**AIM:** Please output the listing below word for word, leaving out the pictures.

:: MATERIAL SHOWN ::

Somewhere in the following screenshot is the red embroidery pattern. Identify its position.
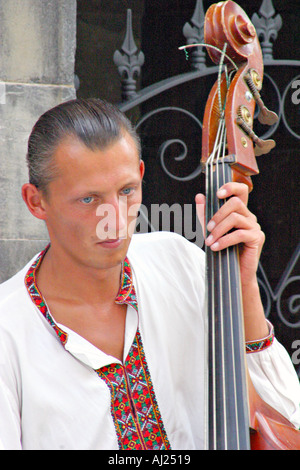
[246,333,274,354]
[25,245,68,345]
[97,332,170,450]
[25,246,170,450]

:::

**OUTPUT FOR THIS EXERCISE:**
Somewhere in the following screenshot is the red embroidery pattern. Identify its position.
[246,333,274,354]
[25,245,68,345]
[97,332,170,450]
[25,246,170,450]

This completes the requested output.